Babul Phukan

Personal information
- Full name: Babul Phukan
- Date of birth: 1 May 1968
- Place of birth: Chakalibhoria, Tinsukia, Assam, India
- Date of death: 14 December 2013 (aged 45)
- Place of death: Guwahati, Assam, India
- Position: Right-back

Senior career*
- Years: Team / Apps / (Gls)
- 1985–1988: Maharana Athletic Club / ? / (?)
- 1989: Mohammedan / ? / (?)
- 1990–?: Gauhati Town Club
- 1994–1998: Maharana Athletic Club

International career
- 1985: India U23
- 1985–?: India

= Babul Phukan =

Indian footballer (1968–2013)

Babul Phukan (1 May 1968 – 14 December 2013) was an Indian footballer from Assam.

==Playing career==

===Early career===
Born at Chakalibhoria village near Panitola in Tinsukia district of Assam, Phukan came from a football family. His elder brothers Reboti Phukan, Sada Phukan and Rudra Phukan all played football at the state level. In 1982, he started his junior career by representing Assam State Sub Junior team. In that year Assam was the runners-up in the National Sub Junior Football tournament. After his good performances, he was selected for the Assam Junior team in 1984. He represented Assam football team nine times in the Santosh Trophy. He was the captain of Assam state team in 1989 and 1990.

===Club career===
Phukan played for Maharana Athletic Club, one of the oldest club in North-East from 1985 to 1988. In 1989, he played for Mohammedan Sporting Club in Calcutta for one season. In 1990, he joined the Gauhati Town Club. In 1994, Phukan back to his old club Maharana Athletic Club and played there from 1994 to 1998.

» What you will do
Rewrite the stretch of the Babul Phukan text from "International career" through "footballer from Assam.", substituting "soccer player" for "footballer". The lines that come next are separate material with no connection to the text about Babul Phukan.

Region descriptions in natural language
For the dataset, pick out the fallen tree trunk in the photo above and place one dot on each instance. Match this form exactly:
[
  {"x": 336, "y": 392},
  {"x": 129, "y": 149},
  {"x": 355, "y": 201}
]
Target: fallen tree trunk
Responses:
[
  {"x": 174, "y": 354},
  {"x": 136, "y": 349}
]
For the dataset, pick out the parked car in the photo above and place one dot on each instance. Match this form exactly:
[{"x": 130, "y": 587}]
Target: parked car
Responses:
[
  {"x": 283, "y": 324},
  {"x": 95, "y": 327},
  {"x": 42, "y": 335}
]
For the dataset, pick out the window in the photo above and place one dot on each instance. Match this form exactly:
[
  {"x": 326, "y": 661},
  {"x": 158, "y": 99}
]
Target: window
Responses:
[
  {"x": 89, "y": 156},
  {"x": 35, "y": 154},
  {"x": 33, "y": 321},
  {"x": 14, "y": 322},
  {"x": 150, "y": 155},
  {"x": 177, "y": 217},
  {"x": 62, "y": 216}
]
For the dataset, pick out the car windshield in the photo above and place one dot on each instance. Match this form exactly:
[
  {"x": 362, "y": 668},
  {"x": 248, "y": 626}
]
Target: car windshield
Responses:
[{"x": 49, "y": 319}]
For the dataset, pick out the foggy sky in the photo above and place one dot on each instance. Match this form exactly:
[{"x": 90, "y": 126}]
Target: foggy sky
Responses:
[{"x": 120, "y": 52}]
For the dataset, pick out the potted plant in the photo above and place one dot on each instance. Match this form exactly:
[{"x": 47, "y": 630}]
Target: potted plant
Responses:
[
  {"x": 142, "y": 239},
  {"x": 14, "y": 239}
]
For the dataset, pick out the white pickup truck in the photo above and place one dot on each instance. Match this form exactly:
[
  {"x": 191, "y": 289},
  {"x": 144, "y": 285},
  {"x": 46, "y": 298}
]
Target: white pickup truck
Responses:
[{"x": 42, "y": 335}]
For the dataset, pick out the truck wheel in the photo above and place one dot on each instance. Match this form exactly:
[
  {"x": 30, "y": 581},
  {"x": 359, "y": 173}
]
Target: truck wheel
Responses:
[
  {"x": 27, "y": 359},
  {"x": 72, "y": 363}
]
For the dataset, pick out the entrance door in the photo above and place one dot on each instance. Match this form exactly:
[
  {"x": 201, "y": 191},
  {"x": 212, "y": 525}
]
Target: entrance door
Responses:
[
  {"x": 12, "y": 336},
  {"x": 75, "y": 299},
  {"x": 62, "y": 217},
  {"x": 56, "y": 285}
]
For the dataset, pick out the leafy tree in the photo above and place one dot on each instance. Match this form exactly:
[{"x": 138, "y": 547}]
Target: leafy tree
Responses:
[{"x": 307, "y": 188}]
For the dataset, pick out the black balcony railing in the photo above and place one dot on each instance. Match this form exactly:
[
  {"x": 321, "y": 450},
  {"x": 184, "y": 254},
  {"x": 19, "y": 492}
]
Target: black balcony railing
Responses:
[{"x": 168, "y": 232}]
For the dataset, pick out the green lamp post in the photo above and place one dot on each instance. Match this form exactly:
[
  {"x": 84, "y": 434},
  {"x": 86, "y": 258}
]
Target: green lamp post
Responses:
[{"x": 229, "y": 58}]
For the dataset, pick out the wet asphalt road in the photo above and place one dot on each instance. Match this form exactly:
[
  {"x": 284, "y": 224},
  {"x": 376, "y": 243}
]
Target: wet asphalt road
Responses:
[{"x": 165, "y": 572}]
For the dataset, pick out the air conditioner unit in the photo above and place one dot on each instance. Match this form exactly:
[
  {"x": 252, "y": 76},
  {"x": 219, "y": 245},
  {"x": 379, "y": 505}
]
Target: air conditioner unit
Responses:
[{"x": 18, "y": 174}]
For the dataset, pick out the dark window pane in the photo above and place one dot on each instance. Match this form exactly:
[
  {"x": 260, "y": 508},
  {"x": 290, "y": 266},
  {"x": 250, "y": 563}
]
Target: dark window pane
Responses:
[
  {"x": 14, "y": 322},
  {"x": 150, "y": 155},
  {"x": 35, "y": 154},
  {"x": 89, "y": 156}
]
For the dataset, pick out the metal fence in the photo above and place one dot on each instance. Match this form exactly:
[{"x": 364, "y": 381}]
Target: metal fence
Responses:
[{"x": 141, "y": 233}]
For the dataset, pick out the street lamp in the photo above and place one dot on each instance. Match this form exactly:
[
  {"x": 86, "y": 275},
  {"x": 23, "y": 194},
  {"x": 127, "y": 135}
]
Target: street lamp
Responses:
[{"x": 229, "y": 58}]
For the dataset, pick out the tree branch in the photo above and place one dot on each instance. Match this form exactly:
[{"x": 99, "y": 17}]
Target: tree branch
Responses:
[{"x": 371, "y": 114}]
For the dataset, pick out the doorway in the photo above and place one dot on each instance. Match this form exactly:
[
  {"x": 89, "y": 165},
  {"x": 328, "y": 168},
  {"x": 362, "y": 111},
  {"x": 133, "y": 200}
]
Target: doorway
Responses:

» Response to this exercise
International career
- 1985: India U23
- 1985–?: India

= Babul Phukan =

Indian soccer player (1968–2013)

Babul Phukan (1 May 1968 – 14 December 2013) was an Indian soccer player from Assam.